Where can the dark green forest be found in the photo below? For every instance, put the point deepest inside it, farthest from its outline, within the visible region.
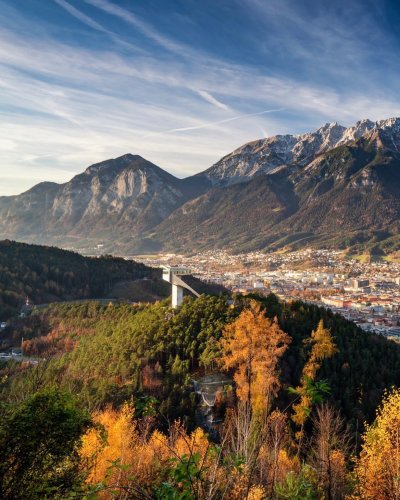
(47, 274)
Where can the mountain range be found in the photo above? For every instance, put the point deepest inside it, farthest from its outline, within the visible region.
(336, 187)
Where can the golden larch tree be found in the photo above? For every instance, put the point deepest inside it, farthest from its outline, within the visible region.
(378, 468)
(252, 345)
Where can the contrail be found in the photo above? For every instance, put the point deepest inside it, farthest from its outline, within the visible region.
(212, 124)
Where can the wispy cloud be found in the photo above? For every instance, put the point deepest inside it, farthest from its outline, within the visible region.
(145, 28)
(213, 124)
(212, 100)
(92, 23)
(64, 105)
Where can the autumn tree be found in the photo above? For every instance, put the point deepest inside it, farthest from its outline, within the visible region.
(310, 392)
(38, 443)
(329, 451)
(378, 468)
(252, 345)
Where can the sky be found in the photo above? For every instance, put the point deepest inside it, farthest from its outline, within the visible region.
(183, 82)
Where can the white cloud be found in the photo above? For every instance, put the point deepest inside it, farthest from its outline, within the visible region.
(63, 107)
(212, 100)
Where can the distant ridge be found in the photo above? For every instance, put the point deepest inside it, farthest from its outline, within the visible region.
(335, 187)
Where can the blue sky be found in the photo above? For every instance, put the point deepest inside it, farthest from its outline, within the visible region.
(185, 82)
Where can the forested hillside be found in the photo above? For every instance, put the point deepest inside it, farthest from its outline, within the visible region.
(46, 274)
(131, 369)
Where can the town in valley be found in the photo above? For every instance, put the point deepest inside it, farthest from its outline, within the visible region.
(364, 290)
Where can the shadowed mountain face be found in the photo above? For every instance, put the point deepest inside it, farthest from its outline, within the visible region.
(110, 200)
(336, 187)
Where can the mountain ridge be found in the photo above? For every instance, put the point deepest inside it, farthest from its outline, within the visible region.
(309, 185)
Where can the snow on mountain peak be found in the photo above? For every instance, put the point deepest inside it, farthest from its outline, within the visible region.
(269, 155)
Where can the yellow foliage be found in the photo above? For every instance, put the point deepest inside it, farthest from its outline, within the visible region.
(322, 347)
(120, 434)
(253, 345)
(378, 468)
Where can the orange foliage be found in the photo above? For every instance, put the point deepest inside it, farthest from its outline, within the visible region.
(253, 345)
(378, 468)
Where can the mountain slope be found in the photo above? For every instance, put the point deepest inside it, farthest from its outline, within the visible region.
(126, 195)
(345, 196)
(334, 187)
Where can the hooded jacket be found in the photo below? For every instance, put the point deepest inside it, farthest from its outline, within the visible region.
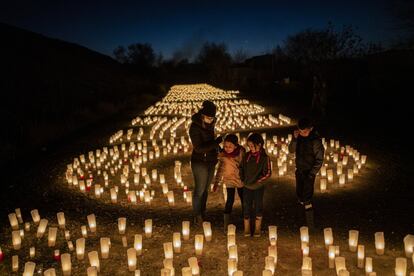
(205, 148)
(309, 153)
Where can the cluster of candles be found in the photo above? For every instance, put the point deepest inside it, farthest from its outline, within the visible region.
(335, 260)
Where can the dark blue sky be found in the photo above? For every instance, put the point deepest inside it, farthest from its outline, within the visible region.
(254, 26)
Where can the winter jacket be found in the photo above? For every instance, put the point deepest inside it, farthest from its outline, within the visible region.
(205, 148)
(309, 153)
(255, 169)
(228, 171)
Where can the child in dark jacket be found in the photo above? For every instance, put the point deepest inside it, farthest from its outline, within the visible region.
(254, 170)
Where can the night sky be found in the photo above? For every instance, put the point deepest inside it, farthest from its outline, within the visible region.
(254, 26)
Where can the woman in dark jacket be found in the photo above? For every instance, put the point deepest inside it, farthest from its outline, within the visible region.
(204, 155)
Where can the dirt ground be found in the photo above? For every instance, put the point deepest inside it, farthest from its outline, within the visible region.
(381, 198)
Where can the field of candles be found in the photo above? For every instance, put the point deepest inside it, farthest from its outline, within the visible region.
(123, 207)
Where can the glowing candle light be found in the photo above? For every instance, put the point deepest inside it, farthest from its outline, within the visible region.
(331, 256)
(379, 243)
(80, 248)
(16, 240)
(52, 236)
(339, 264)
(66, 264)
(92, 271)
(328, 236)
(198, 244)
(61, 220)
(35, 216)
(361, 256)
(400, 266)
(121, 225)
(231, 266)
(94, 259)
(29, 269)
(42, 228)
(207, 230)
(15, 263)
(353, 240)
(273, 234)
(132, 259)
(92, 222)
(270, 264)
(105, 246)
(186, 230)
(368, 265)
(13, 221)
(177, 242)
(148, 228)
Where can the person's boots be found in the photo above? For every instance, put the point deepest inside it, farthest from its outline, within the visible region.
(246, 227)
(258, 226)
(226, 219)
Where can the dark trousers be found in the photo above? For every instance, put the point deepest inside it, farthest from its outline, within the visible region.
(203, 173)
(253, 202)
(230, 199)
(304, 186)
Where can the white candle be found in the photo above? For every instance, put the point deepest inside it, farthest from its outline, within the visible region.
(186, 230)
(92, 222)
(121, 225)
(148, 228)
(80, 248)
(353, 240)
(94, 259)
(177, 242)
(52, 236)
(207, 230)
(132, 259)
(66, 264)
(105, 246)
(379, 243)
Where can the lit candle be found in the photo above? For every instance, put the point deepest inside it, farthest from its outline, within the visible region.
(400, 266)
(51, 241)
(198, 243)
(148, 228)
(29, 268)
(177, 242)
(379, 243)
(42, 228)
(105, 246)
(186, 230)
(328, 236)
(16, 240)
(207, 230)
(168, 250)
(340, 264)
(270, 264)
(61, 220)
(132, 259)
(361, 256)
(15, 263)
(80, 248)
(231, 266)
(273, 234)
(368, 265)
(94, 259)
(121, 225)
(13, 221)
(66, 264)
(331, 255)
(353, 240)
(92, 271)
(92, 222)
(304, 234)
(138, 243)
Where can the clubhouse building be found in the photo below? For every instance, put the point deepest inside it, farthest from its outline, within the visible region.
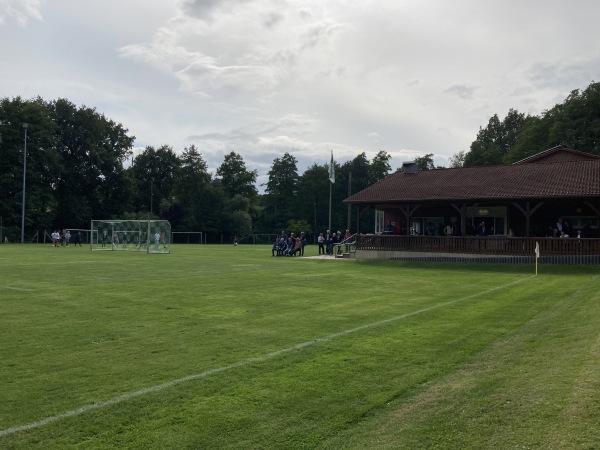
(493, 213)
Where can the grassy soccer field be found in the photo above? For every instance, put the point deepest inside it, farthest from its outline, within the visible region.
(218, 347)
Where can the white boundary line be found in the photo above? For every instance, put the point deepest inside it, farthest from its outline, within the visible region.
(244, 362)
(15, 289)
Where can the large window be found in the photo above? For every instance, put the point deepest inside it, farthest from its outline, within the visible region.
(379, 221)
(426, 226)
(495, 219)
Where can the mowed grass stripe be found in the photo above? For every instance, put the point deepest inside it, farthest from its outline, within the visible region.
(131, 395)
(75, 343)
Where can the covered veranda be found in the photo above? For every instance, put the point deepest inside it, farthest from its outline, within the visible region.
(437, 214)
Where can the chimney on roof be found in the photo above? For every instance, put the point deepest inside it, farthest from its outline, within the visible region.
(410, 167)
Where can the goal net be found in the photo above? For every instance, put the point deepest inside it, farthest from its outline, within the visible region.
(150, 236)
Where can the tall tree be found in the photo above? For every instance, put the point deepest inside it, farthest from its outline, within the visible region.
(282, 188)
(154, 171)
(495, 140)
(191, 186)
(380, 167)
(458, 159)
(425, 162)
(313, 196)
(93, 148)
(236, 178)
(42, 165)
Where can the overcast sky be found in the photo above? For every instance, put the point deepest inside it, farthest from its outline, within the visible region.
(264, 77)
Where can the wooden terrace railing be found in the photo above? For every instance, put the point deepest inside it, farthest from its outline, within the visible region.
(475, 245)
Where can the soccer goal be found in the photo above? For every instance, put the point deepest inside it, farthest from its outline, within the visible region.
(188, 237)
(150, 236)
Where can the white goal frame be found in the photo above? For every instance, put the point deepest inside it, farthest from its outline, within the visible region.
(193, 237)
(148, 236)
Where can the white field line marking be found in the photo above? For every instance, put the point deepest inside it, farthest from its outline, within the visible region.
(244, 362)
(15, 289)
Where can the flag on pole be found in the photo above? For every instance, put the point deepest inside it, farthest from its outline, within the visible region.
(331, 170)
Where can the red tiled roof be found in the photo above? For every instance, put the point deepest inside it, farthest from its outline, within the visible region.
(566, 179)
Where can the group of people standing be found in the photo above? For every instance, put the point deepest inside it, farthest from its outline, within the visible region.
(292, 245)
(328, 241)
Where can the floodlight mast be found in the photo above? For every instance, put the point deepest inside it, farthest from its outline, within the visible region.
(25, 125)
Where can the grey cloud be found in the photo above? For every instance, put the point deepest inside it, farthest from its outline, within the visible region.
(564, 76)
(461, 90)
(21, 11)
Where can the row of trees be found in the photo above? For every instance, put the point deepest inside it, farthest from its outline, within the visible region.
(76, 156)
(75, 173)
(575, 123)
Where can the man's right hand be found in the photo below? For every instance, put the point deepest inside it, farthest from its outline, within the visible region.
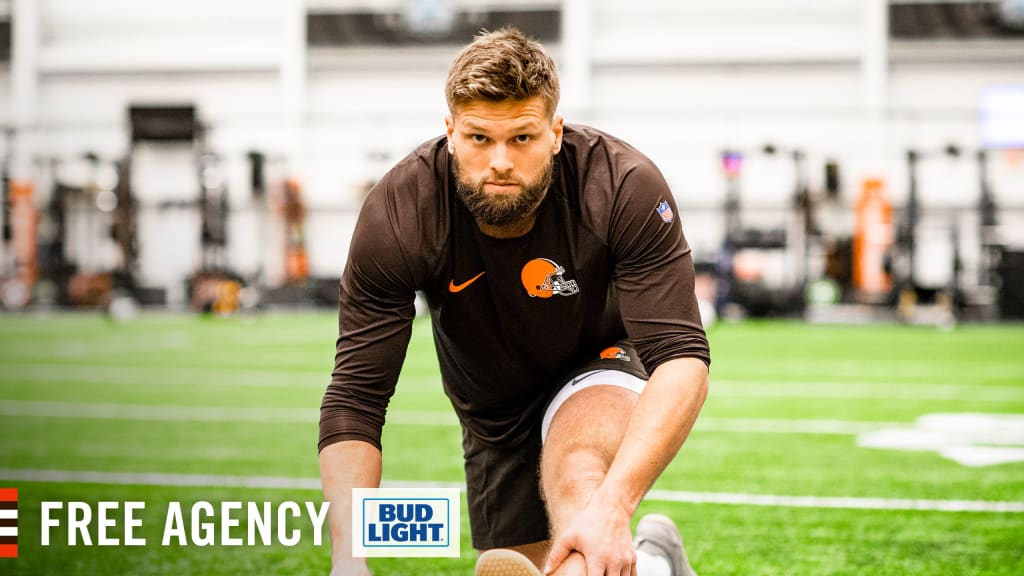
(345, 465)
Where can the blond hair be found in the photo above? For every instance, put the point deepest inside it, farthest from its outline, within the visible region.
(500, 66)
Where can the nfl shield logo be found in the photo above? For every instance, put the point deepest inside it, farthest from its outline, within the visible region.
(665, 211)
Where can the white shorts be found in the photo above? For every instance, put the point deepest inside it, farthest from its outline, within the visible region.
(585, 380)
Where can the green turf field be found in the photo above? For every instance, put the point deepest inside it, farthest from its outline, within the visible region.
(772, 481)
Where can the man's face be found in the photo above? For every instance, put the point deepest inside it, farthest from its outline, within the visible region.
(504, 157)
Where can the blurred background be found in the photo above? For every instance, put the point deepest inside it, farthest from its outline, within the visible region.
(849, 160)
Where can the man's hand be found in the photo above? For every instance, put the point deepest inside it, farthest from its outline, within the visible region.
(601, 534)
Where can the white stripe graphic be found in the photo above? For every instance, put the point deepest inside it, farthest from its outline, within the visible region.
(401, 417)
(268, 377)
(178, 481)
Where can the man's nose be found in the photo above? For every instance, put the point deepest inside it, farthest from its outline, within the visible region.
(501, 160)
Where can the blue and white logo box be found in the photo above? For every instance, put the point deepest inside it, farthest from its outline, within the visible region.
(406, 522)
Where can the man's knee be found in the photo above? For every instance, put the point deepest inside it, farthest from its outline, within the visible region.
(578, 470)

### WHAT THIS TASK INVOLVES
Would you print the line containing "Where can the man's knee" and every line after it up to the end of the listing above, exactly, and nothing else?

### TASK SOLUTION
Where can the man's knee be found in the photo above? For every instance, put the point deepest inside it, farthest from its outline, within the visible region.
(578, 470)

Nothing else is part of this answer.